Point annotation data:
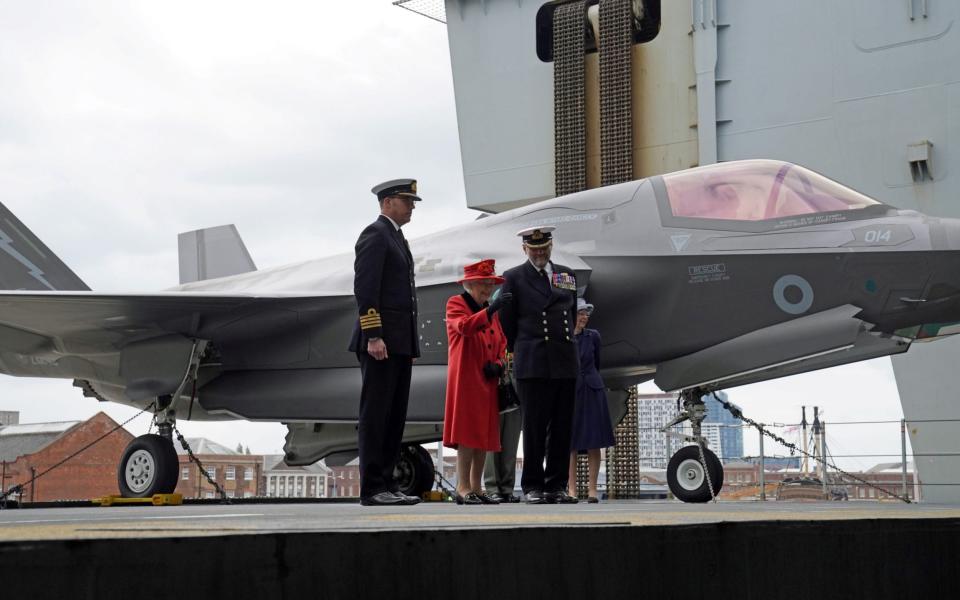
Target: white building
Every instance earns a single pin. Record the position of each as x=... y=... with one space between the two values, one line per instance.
x=283 y=481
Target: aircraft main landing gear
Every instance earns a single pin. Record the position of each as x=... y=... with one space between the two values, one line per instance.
x=694 y=473
x=149 y=464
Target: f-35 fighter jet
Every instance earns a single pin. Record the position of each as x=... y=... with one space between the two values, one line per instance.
x=708 y=278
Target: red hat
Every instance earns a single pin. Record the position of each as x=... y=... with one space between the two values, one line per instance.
x=481 y=270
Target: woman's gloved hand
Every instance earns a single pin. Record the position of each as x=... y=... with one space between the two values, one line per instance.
x=499 y=302
x=492 y=370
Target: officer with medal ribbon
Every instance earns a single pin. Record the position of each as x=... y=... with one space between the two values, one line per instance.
x=539 y=328
x=385 y=339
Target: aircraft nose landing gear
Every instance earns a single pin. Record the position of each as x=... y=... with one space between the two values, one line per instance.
x=694 y=473
x=149 y=466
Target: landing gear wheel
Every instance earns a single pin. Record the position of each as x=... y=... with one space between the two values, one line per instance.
x=414 y=471
x=686 y=478
x=149 y=466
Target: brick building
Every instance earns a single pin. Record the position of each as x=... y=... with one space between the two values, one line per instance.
x=27 y=450
x=238 y=474
x=283 y=481
x=742 y=482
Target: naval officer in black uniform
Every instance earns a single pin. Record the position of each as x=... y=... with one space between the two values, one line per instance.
x=385 y=340
x=539 y=327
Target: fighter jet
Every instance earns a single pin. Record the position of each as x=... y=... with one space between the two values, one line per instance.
x=707 y=278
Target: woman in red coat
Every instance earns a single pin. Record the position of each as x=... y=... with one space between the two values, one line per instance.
x=476 y=346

### [Exercise goal]
Reproduce the listing, starting with the line containing "Target: fighter jet" and continuing through the end of the listing, with 94 added to each coordinate value in the answers.

### [Written solution]
Target: fighter jet
Every instance earns a single pin. Record the position of each as x=... y=... with one space between the two values, one line per instance.
x=801 y=372
Target: woman in red coat
Every instance earns a single pin. Record the position of each as x=... y=... with one space between the two values, one line per instance.
x=570 y=440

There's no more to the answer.